> TEXT EXTRACT:

========

21 Application Program Interface Task group

21.1 INTRODUCTION

This group was formed during the final plenary session on the second day of the Workshop and was charged with producing a set of conclusions about the application program interface. The group met for one two-hour session on the morning of the third day and then reported its findings to a plenary session. Membership of the Task Group was:

• James Gosling
• Paul ten Hagen
• Harold Thimbleby

Previously these people had been in different Working Groups at the Workshop and were effectively asked to bring the insights of their previous groups to this new task.

The group had a wide ranging discussion which is summarized below. The group report as presented to the plenary session is then given along with the ensuing discussion.

21.2 GROUP DISCUSSION

The group decided their task was two-fold; first to come up with a list of principles for the application program interface and second to say something about taxonomy.

The first principle discussed was that the API should be able to do everything the window manager can do and that the user interface can do. There should be symmetry between what the client can do and what the window manager can do. It was recognized that some of the possibilities might not be terribly sensible, for example if the user decides to give an area of the screen to an application, the application should not tell the window manager to move the space elsewhere. It was also recognized that if both the user and the application can perform a given action, then some discipline must be imposed to avoid constant conflicts.

========

> DATASET CONTENT:
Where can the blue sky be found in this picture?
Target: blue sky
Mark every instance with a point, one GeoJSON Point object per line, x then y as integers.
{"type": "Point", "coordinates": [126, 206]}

========

> GOAL:
In the report on the application program interface task group, retype the passage from "21 Application Program" up to and including "the ensuing discussion.".

> PROBLEM SOLUTION:
21 Application Program Interface Task group

21.1 INTRODUCTION

This group was formed during the final plenary session on the second day of the Workshop and was charged with producing a set of conclusions about the application program interface. The group met for one two-hour session on the morning of the third day and then reported its findings to a plenary session. Membership of the Task Group was:

• James Gosling
• Paul ten Hagen
• Harold Thimbleby

Previously these people had been in different Working Groups at the Workshop and were effectively asked to bring the insights of their previous groups to this new task.

The group had a wide ranging discussion which is summarized below. The group report as presented to the plenary session is then given along with the ensuing discussion.